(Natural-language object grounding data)
--- START ---

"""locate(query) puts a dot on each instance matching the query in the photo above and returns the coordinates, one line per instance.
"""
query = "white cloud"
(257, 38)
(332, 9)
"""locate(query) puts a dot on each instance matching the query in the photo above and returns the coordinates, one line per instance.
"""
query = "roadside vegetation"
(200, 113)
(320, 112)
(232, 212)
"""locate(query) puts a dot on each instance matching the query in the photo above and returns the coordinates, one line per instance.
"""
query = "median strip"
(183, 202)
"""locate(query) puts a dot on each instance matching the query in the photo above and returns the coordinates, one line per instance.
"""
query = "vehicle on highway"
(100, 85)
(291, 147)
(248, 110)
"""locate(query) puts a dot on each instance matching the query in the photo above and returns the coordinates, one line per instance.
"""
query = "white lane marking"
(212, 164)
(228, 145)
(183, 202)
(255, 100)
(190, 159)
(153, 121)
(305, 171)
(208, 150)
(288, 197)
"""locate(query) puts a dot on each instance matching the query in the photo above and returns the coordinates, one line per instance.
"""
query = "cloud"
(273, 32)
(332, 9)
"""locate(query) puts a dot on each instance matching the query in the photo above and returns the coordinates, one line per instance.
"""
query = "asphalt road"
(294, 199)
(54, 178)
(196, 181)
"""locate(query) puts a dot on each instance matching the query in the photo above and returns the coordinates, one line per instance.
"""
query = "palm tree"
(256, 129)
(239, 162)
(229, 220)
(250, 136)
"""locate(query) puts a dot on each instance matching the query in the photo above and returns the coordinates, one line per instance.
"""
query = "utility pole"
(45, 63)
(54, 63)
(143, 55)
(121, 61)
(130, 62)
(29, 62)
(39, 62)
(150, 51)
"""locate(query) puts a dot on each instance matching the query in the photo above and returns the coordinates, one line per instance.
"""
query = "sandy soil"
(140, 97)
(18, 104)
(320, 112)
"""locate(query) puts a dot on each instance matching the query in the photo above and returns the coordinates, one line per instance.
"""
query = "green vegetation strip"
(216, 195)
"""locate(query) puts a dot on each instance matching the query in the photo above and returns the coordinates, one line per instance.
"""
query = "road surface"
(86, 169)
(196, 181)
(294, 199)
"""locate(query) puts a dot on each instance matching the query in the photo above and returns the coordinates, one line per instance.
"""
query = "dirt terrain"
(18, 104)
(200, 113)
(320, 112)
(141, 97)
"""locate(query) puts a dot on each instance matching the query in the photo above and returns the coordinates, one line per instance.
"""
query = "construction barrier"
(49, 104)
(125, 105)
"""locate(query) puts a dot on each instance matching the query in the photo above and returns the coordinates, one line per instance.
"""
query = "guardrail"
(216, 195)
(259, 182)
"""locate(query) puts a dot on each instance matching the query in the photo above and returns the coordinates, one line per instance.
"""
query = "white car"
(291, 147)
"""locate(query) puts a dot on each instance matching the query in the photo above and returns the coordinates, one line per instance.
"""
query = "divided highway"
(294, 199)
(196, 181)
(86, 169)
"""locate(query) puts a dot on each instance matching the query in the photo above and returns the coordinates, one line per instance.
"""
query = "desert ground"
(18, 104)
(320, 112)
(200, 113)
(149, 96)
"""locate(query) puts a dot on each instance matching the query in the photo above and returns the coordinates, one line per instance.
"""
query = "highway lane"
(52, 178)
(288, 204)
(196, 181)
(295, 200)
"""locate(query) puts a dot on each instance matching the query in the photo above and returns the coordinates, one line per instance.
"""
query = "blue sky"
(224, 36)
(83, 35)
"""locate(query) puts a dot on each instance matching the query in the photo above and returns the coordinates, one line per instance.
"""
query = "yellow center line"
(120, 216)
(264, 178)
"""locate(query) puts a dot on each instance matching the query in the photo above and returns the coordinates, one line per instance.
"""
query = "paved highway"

--- END ---

The goal is a faithful transcription of every entry above.

"""locate(query) puts a dot on each instance matching the query in the photo above and returns the coordinates, one line per instance.
"""
query = "white cloud"
(257, 38)
(332, 9)
"""locate(query) puts a dot on each instance matching the query in the photo above and returns the coordinates, one line per instance.
"""
query = "roadside vegetation"
(200, 113)
(320, 112)
(232, 212)
"""locate(query) puts a dot on each instance matching the query in the photo above and returns the coordinates, one line per instance.
"""
query = "median strip"
(183, 202)
"""locate(query) puts a dot on each instance matching the query in the photo above and returns the coordinates, one line per instance.
"""
query = "vehicle on highway"
(100, 85)
(291, 147)
(248, 110)
"""locate(query) puts a dot on each instance matching the query in the photo above and returns the coordinates, one line per instance.
"""
query = "white lane marking"
(212, 164)
(228, 145)
(183, 202)
(255, 100)
(190, 159)
(153, 121)
(305, 171)
(208, 150)
(288, 197)
"""locate(query) puts a dot on each instance matching the query in the photo above and returns the coordinates, one line per instance.
"""
query = "cloud"
(273, 32)
(332, 9)
"""locate(query) puts a dot on each instance matching the query in the photo above and returns the coordinates, one line per instance.
"""
query = "asphalt road"
(294, 199)
(54, 178)
(196, 181)
"""locate(query) puts a dot on each instance matching the query in the photo above and returns the coordinates, one line per instance.
"""
query = "palm tree"
(256, 129)
(239, 162)
(229, 220)
(250, 136)
"""locate(query) puts a dot on each instance matching the query in the photo above and returns the coordinates, one line per instance.
"""
query = "utility pole"
(45, 63)
(54, 63)
(143, 55)
(121, 61)
(130, 62)
(29, 62)
(39, 62)
(150, 51)
"""locate(query) puts a dot on each instance matching the query in the photo above and returns the coordinates, one line per instance.
"""
query = "sandy soil"
(140, 97)
(18, 104)
(320, 112)
"""locate(query) puts a dot on each instance matching the query in the photo above and returns the coordinates, one line per instance.
"""
query = "green vegetation strip"
(216, 195)
"""locate(query) puts a dot on each instance matching the query in the photo above and returns the coordinates, one line per instance.
"""
query = "road surface"
(86, 169)
(196, 181)
(294, 199)
"""locate(query) puts a dot on each instance matching the query in the photo above and returns the coordinates, one line per instance.
"""
query = "dirt terrain"
(18, 104)
(200, 113)
(320, 112)
(141, 97)
"""locate(query) puts a dot on each instance matching the query in the photo above and returns the coordinates, one line per instance.
"""
query = "construction barrier"
(49, 104)
(125, 105)
"""locate(query) puts a dot on each instance matching the query in the photo above and returns the coordinates, one line per instance.
"""
query = "guardrail"
(216, 195)
(259, 182)
"""locate(query) puts a dot on each instance matching the query in the photo above and returns the coordinates, one line per instance.
"""
query = "white car"
(291, 147)
"""locate(query) puts a dot on each instance matching the query in the photo above and returns the coordinates, one line per instance.
"""
query = "divided highway"
(294, 199)
(196, 181)
(86, 169)
"""locate(query) puts a dot on each instance matching the query in the photo above and returns the coordinates, one line per instance.
"""
query = "desert ground"
(18, 104)
(320, 112)
(200, 113)
(149, 96)
"""locate(query) puts a dot on each instance matching the query in the photo above and returns the coordinates, one line per instance.
"""
query = "highway lane"
(52, 178)
(288, 204)
(196, 181)
(295, 200)
"""locate(query) puts a dot on each instance matching the query in the photo above and returns the coordinates, one line per instance.
"""
query = "blue sky"
(224, 36)
(83, 35)
"""locate(query) puts a dot on each instance matching the query in the photo above and returns the coordinates, one line per instance.
"""
query = "yellow center line"
(120, 216)
(264, 178)
"""locate(query) puts a dot on each instance matching the query in the photo above and returns the coordinates, one line per instance.
"""
query = "paved highway"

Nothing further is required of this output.